Task prompt: Put the lines below into a numbered list, skipping any blank ones and leaving out the pictures.

###

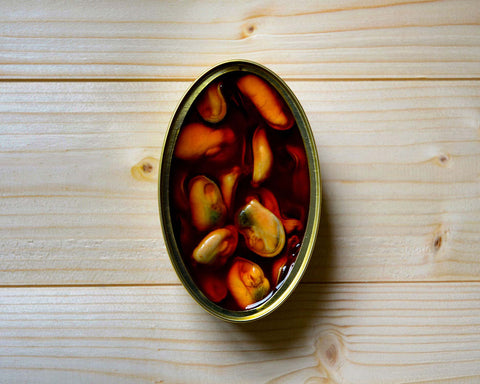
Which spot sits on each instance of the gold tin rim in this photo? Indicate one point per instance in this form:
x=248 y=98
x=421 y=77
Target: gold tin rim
x=314 y=212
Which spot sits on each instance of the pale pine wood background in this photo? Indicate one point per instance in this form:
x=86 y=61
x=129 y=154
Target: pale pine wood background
x=392 y=91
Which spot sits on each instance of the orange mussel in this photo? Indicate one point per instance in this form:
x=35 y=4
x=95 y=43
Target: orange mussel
x=267 y=101
x=217 y=246
x=197 y=140
x=247 y=282
x=206 y=203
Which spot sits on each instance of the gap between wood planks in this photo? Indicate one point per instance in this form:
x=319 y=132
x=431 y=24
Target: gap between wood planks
x=391 y=282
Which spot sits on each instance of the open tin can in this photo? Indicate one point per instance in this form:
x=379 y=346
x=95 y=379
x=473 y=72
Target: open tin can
x=239 y=191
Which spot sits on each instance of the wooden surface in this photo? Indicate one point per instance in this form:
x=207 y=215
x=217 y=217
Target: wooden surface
x=392 y=92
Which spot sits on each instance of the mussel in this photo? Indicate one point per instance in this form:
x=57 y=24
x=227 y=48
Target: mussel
x=263 y=231
x=262 y=157
x=206 y=203
x=213 y=285
x=211 y=104
x=228 y=183
x=247 y=282
x=216 y=247
x=267 y=101
x=196 y=140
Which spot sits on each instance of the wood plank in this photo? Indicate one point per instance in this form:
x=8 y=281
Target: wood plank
x=400 y=165
x=158 y=39
x=337 y=333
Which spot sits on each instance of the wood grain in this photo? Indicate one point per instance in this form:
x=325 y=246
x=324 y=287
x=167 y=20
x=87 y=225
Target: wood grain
x=354 y=333
x=179 y=40
x=400 y=168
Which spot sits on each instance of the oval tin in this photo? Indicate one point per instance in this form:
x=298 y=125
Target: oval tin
x=165 y=194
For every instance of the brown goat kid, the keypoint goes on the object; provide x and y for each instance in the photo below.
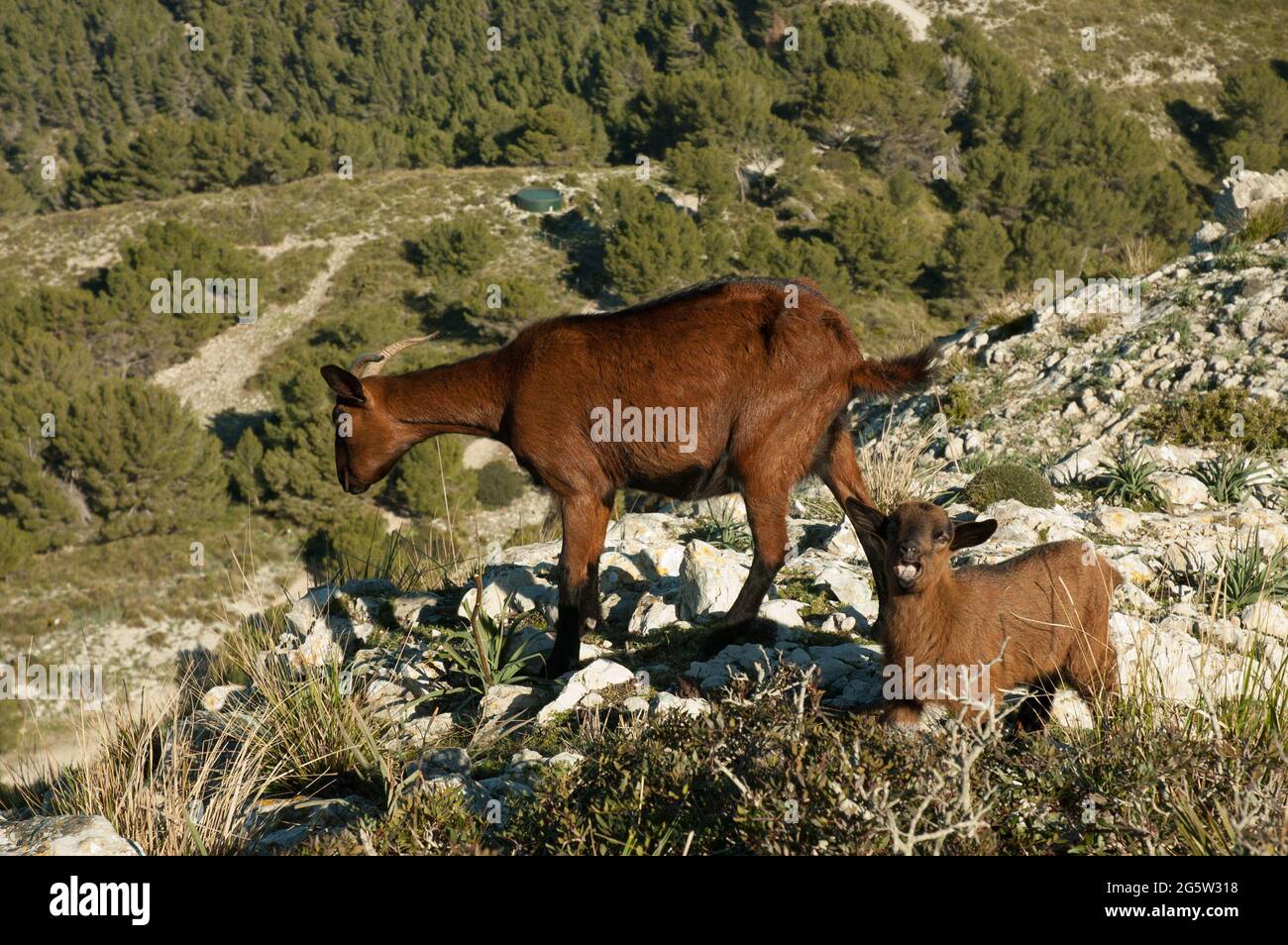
(960, 639)
(769, 368)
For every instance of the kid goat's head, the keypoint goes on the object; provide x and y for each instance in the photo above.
(369, 441)
(915, 541)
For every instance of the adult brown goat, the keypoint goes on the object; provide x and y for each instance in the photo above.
(767, 368)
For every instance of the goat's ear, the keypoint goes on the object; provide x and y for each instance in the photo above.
(343, 382)
(864, 516)
(969, 533)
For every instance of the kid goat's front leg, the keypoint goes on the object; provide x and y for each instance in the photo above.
(584, 523)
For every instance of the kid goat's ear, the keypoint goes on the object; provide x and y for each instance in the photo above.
(970, 533)
(343, 382)
(864, 516)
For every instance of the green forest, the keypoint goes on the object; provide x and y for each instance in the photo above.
(815, 141)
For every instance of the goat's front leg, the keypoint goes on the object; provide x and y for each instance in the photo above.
(584, 524)
(767, 512)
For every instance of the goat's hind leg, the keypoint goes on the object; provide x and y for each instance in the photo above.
(838, 469)
(767, 512)
(584, 524)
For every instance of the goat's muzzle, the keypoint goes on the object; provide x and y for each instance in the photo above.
(907, 574)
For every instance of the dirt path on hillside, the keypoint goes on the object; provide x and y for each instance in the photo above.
(215, 377)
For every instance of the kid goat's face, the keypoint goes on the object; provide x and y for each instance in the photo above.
(915, 541)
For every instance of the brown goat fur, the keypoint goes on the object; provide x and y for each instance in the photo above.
(1037, 619)
(769, 366)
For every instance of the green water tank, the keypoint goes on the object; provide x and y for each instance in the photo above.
(539, 200)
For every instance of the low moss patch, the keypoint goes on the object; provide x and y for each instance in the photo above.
(1005, 480)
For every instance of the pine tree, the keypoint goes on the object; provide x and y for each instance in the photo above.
(141, 460)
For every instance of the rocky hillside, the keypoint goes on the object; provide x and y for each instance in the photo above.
(1155, 429)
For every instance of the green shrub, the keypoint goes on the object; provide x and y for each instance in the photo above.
(16, 546)
(1225, 415)
(651, 246)
(1009, 480)
(960, 403)
(140, 459)
(432, 479)
(500, 484)
(352, 544)
(1263, 223)
(244, 469)
(879, 245)
(455, 248)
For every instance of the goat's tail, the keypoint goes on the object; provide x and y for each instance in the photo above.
(896, 376)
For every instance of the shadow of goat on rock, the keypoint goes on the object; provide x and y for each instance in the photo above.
(764, 368)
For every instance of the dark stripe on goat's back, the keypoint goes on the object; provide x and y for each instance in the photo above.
(711, 286)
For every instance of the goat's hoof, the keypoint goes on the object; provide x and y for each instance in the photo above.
(557, 665)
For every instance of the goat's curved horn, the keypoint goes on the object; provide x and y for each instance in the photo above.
(372, 365)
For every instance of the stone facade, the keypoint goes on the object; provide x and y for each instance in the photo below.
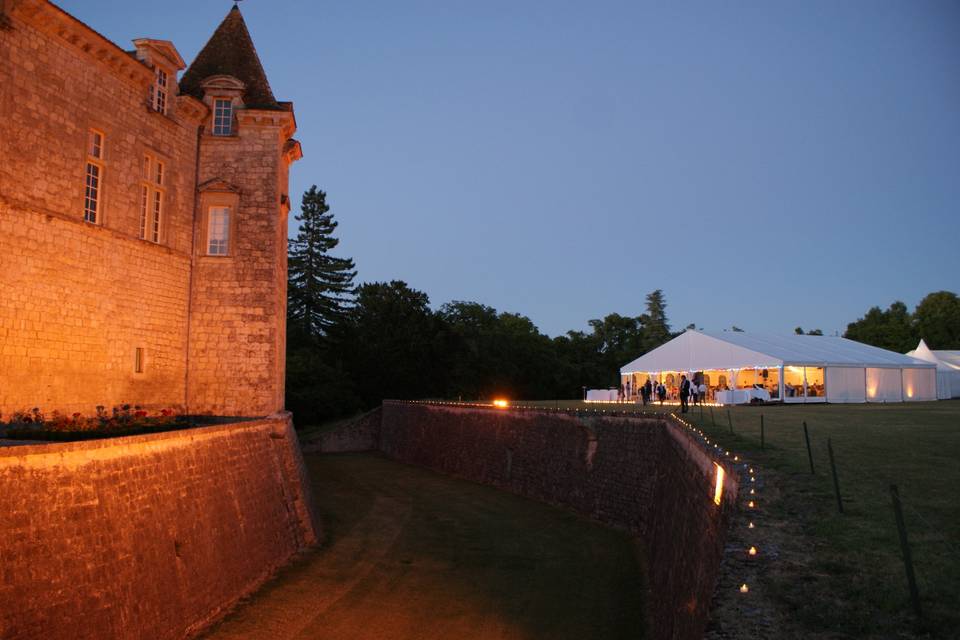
(151, 536)
(113, 310)
(644, 475)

###

Correct response:
1. Which spot sits on each instance of the gold tin rim in this photo? Indicate one point per instance in this form:
2. x=248 y=98
3. x=421 y=77
4. Target: gold tin rim
5. x=314 y=212
6. Which spot sits on each instance of the pale pine wood background in this photo? Indicate one point per instance in this form:
7. x=86 y=61
8. x=129 y=154
9. Target: pale pine wood background
10. x=392 y=91
11. Which spot sits on each instance of the orange mussel in this photo? Indicate one point per instance in this form:
12. x=35 y=4
13. x=95 y=43
14. Target: orange mussel
15. x=267 y=101
16. x=217 y=246
17. x=197 y=140
18. x=247 y=282
19. x=206 y=203
20. Which spot sits on each instance of the gap between wood planks in this photo? Indicate one point per instance in this form:
21. x=319 y=132
22. x=431 y=24
23. Target: gap between wood planks
24. x=391 y=282
25. Which spot sits on each instance of the open tin can in this photo? Indicate one point per instance in this form:
26. x=379 y=346
27. x=95 y=379
28. x=473 y=72
29. Target: open tin can
30. x=239 y=191
31. Which spot sits on each instance of the wooden surface in this photo? Indicate one point per instance in this form:
32. x=207 y=215
33. x=217 y=217
34. Target: wooden surface
35. x=392 y=92
36. Which spot sits on each instance of the mussel in this photo? Indicate one point per instance in this form:
37. x=57 y=24
38. x=227 y=48
39. Target: mussel
40. x=263 y=231
41. x=262 y=157
42. x=206 y=203
43. x=213 y=285
44. x=211 y=104
45. x=228 y=183
46. x=247 y=282
47. x=216 y=247
48. x=267 y=101
49. x=196 y=140
50. Which spot sits on each instance of the wood plank in this photo? Indicate one point per instance in this form:
51. x=8 y=281
52. Target: wood plank
53. x=400 y=165
54. x=158 y=39
55. x=337 y=333
56. Which spot sits on each instance of the wood grain in this photo? Indicate one point per instance in this form:
57. x=325 y=246
58. x=324 y=287
59. x=167 y=20
60. x=87 y=225
61. Target: wood grain
62. x=354 y=333
63. x=179 y=40
64. x=400 y=168
65. Which spot sits on each instance of the oval tin in this photo? Indicate one point per instance in this form:
66. x=298 y=125
67. Target: oval tin
68. x=165 y=194
69. For every instance of the brown goat kid, the keypoint goes on the object; provide x and y for each instance in the photo below.
70. (960, 639)
71. (769, 368)
72. For every instance of the kid goat's head, the keypoint goes on the object; provide x and y for each instance in the photo above.
73. (369, 441)
74. (915, 541)
75. For every instance of the adult brown goat, the keypoint goes on the object; provide x and y for each instance in the photo above.
76. (767, 368)
77. For every instance of the goat's ear, the keypoint goes on the object; provide x and y for each instance in the photo above.
78. (343, 382)
79. (864, 516)
80. (969, 533)
81. For every instance of the kid goat's front leg, the keypoint goes on the object; provide x and y for each instance in the photo above.
82. (584, 523)
83. For every instance of the kid goat's ear, the keypoint goes on the object; provide x and y for each instance in the photo above.
84. (970, 533)
85. (343, 382)
86. (864, 516)
87. For every instance of the green forest, the keypoint goes on the object; provide x and y for each instance in the photo above.
88. (815, 141)
89. For every instance of the goat's front leg, the keypoint goes on the object; provide x and y for each instance in the photo above.
90. (584, 524)
91. (767, 512)
92. For every instance of the goat's hind leg, the keypoint goes on the object; provide x and y for each instance in the photo above.
93. (838, 469)
94. (767, 512)
95. (584, 524)
96. For every instance of the goat's muzzle, the keypoint goes on the object; provide x and y for each instance in the photo above.
97. (907, 574)
98. For every instance of the dirt path on hillside, the keypoint goes on the object; provide x and y for each instance in the photo above.
99. (215, 377)
100. For every instance of the kid goat's face, the keypoint goes on the object; provide x and y for each instance in the photo above.
101. (915, 541)
102. For every instance of the brown goat fur, the keypoint goes on the object; provide x and y for each instance in the photo above.
103. (1037, 619)
104. (769, 366)
105. For every instance of the green water tank, the keypoint goes on the object; provide x and y for each instance in the photo above.
106. (539, 200)
107. For every instance of the low moss patch, the keypoint goes on the object; provide x and y for each instance in the photo above.
108. (1005, 480)
109. For every instance of the pine tree, the keypoint goes on the object; provide x and y for each instance in the photo above.
110. (141, 460)
111. For every instance of the rocky hillside, the keypoint goes on the object; provide x and y for each instance in the photo above.
112. (1155, 429)
113. For every instance of the green shrub, the keypoint goes on the object; provide x and y for each instance in the photo above.
114. (16, 546)
115. (1225, 415)
116. (651, 246)
117. (1009, 480)
118. (960, 403)
119. (140, 459)
120. (432, 479)
121. (500, 484)
122. (352, 544)
123. (1263, 223)
124. (244, 469)
125. (879, 245)
126. (455, 248)
127. For every instance of the goat's tail, the keypoint goes on the object; provide x and y for each instance in the photo above.
128. (896, 376)
129. For every instance of the shadow of goat on rock, the keypoint goes on the object; provide x and y for each instance in the photo above.
130. (764, 368)
131. For every instance of the dark stripe on goat's back, the keypoint goes on the object; provide x and y for each instance in the photo above.
132. (711, 286)
133. For every instance of the goat's hoof, the keypoint goes on the object; provide x and y for each instance in the photo above.
134. (557, 665)
135. For every instance of the goat's curved horn, the keypoint goes on the object; provide x and y for each instance in the photo above.
136. (372, 365)
137. For every instance of the stone facade, the keypoint goes on the object; provide x and y for each instance in the photo below.
138. (151, 536)
139. (113, 310)
140. (644, 475)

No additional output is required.